What is needed
Collect every line in the data below that contains the string "cloud", treating uppercase and lowercase as different.

Picture region annotation data

######

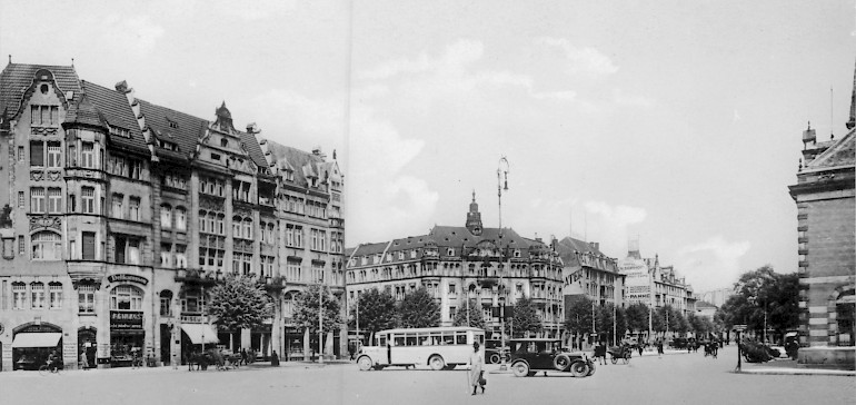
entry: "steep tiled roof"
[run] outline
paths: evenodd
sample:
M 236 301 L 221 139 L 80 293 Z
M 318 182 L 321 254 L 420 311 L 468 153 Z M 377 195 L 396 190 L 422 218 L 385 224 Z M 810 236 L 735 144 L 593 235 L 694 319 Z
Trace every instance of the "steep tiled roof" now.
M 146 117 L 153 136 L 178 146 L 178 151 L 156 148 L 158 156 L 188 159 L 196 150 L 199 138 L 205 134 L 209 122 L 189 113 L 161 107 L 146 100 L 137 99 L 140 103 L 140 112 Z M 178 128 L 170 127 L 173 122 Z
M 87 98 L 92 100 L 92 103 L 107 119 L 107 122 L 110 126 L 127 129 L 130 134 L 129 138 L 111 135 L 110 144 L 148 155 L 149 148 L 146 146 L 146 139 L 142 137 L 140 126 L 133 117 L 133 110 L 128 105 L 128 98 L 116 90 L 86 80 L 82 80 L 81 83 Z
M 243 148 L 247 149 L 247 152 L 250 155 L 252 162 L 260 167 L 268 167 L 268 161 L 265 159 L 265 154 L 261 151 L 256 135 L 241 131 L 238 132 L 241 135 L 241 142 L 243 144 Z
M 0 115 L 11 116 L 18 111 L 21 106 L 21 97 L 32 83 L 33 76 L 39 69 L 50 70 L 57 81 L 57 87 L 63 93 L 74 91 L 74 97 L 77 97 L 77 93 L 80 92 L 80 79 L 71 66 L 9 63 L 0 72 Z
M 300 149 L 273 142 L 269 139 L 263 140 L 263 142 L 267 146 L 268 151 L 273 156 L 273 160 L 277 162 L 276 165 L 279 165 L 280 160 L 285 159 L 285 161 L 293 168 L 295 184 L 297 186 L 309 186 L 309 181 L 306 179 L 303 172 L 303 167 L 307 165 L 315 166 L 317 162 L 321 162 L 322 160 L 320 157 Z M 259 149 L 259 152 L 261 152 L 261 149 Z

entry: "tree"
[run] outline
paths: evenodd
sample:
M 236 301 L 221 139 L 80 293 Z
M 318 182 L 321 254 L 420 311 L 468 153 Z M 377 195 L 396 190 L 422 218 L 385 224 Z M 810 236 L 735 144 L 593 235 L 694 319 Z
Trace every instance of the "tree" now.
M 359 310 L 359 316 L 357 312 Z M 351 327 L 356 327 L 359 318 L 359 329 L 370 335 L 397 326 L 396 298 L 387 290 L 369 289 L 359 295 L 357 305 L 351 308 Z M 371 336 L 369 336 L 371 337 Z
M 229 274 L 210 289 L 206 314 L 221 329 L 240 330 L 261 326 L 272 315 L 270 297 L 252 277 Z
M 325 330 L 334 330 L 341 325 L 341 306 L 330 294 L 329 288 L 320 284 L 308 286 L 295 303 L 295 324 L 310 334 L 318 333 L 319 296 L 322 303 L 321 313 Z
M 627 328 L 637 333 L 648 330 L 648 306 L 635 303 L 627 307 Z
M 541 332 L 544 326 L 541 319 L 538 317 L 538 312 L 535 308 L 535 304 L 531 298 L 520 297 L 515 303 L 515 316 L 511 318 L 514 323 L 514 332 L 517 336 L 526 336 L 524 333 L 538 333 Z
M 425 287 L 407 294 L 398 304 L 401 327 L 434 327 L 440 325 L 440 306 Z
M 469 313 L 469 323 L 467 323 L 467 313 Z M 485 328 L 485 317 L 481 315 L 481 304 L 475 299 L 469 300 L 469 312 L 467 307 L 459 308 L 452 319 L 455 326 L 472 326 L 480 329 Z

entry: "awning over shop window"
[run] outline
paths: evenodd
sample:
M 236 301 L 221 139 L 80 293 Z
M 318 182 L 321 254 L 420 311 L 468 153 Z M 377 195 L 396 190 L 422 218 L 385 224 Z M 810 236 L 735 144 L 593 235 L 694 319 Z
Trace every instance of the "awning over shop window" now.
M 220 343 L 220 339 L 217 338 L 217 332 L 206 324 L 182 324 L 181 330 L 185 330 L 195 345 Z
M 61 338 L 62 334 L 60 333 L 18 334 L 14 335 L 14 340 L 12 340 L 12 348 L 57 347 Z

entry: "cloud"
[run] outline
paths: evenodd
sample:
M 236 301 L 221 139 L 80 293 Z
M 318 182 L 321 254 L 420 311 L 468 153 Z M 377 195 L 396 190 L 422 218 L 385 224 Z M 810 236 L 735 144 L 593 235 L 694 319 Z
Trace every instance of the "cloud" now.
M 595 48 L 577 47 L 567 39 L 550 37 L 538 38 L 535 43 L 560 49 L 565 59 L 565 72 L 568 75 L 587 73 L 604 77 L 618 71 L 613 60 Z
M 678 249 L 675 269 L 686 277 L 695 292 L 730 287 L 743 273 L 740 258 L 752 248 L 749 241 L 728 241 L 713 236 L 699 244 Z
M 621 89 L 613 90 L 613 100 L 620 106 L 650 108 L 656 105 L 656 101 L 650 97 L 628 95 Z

######

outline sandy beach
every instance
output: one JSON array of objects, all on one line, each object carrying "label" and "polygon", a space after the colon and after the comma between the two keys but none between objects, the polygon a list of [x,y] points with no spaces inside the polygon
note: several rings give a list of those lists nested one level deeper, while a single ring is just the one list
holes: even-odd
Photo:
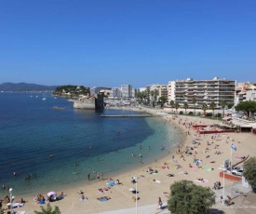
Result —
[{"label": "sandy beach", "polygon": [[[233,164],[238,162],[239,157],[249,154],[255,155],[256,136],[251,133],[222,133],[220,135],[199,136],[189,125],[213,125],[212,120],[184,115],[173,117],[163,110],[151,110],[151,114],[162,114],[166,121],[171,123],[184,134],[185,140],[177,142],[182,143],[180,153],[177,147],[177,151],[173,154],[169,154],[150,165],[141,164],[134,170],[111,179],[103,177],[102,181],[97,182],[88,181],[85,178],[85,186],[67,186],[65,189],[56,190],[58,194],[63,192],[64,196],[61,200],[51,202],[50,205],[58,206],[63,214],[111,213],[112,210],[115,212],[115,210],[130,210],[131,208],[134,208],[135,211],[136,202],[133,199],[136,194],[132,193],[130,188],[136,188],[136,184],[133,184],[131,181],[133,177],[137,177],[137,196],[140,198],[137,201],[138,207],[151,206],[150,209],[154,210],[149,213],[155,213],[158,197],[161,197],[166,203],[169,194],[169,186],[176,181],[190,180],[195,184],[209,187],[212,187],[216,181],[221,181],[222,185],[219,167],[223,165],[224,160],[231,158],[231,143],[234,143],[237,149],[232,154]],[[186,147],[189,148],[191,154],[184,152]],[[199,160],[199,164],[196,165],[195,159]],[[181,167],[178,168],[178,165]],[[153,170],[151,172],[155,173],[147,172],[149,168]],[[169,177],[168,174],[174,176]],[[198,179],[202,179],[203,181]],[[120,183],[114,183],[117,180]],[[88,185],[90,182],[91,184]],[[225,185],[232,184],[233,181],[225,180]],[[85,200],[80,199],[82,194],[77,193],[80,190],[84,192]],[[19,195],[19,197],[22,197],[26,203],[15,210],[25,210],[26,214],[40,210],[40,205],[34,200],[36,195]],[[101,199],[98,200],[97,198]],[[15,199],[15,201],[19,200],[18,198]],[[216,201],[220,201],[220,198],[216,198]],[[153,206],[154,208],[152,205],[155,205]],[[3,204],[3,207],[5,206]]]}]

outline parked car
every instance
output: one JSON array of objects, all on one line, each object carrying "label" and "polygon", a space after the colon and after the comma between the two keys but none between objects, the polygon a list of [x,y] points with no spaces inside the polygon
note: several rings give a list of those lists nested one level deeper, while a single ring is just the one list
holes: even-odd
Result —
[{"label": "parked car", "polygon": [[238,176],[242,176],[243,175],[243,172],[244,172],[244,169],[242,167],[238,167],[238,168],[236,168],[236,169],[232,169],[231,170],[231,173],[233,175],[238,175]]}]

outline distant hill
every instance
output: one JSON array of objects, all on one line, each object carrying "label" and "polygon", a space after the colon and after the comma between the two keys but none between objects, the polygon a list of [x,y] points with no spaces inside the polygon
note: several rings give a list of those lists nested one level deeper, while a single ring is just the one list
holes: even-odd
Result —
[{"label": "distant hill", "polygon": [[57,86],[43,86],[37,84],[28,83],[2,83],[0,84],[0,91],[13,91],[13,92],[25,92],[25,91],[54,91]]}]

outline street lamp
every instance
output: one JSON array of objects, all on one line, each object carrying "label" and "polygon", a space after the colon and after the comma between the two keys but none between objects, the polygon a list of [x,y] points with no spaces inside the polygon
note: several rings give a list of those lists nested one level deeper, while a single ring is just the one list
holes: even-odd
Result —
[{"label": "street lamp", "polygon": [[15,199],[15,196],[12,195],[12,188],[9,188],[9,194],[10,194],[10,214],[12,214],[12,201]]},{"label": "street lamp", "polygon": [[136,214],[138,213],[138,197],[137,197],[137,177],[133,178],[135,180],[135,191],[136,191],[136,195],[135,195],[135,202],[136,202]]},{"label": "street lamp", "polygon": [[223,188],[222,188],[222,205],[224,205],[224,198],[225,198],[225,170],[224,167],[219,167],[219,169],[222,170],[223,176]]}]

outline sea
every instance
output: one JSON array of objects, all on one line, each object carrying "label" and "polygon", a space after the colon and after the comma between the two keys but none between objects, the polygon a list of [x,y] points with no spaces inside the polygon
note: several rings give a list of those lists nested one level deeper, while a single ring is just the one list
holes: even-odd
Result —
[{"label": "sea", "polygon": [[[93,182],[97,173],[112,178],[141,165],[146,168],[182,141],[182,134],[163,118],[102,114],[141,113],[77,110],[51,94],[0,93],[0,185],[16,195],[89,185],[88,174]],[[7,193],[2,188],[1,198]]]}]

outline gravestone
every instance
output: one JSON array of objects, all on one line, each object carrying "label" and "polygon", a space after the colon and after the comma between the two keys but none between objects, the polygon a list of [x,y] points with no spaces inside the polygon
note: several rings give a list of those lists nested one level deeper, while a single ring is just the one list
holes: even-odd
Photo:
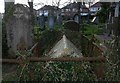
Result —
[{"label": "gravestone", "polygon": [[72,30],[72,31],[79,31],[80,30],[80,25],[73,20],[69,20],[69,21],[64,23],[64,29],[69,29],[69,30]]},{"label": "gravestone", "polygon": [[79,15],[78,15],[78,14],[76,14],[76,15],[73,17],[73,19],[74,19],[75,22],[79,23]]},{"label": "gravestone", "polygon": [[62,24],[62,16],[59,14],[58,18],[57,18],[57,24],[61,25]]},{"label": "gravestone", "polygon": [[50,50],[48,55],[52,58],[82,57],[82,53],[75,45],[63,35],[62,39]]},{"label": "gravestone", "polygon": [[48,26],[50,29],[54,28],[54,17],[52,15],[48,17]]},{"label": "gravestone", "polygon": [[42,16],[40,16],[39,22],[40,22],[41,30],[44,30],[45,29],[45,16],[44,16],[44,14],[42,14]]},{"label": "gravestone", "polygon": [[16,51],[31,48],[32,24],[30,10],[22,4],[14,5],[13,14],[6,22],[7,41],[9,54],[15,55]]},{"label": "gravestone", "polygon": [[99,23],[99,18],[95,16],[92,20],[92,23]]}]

######

Solution to this exercise
entry: "cloud"
Trace every instance of the "cloud" now.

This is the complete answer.